→ **WRITTEN EXERCISE**
Reproduce the records below, starting at the line that contains "Each instance receives one keypoint. Mark the person" and ending at the last line of the records, requests included. Scale every point coordinate in the answers by 0.3 and round to whole numbers, with halves rounded up, but leave the numbers in the requests unchanged.

[Data listing]

[Start]

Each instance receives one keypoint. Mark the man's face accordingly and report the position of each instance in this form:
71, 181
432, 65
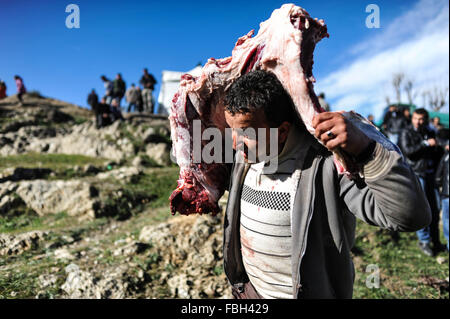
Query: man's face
418, 120
246, 143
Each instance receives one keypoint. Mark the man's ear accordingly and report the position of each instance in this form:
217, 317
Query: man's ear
283, 131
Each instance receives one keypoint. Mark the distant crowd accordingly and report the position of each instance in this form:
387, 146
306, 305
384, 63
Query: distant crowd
424, 143
108, 109
21, 90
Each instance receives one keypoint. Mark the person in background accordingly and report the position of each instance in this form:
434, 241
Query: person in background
119, 88
435, 124
288, 233
108, 89
393, 123
21, 90
2, 90
323, 103
116, 113
442, 182
422, 152
93, 102
407, 115
139, 102
131, 97
103, 114
148, 82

[End]

→ **COMPLETE ANSWER**
Each instance receives one keypoint. Mark the person in background accordingly and report the position of each instance in this form:
434, 241
Query: person in background
36, 26
131, 37
86, 70
32, 27
118, 37
6, 27
1, 27
97, 31
35, 34
133, 55
127, 46
28, 31
122, 35
42, 31
39, 29
31, 34
44, 25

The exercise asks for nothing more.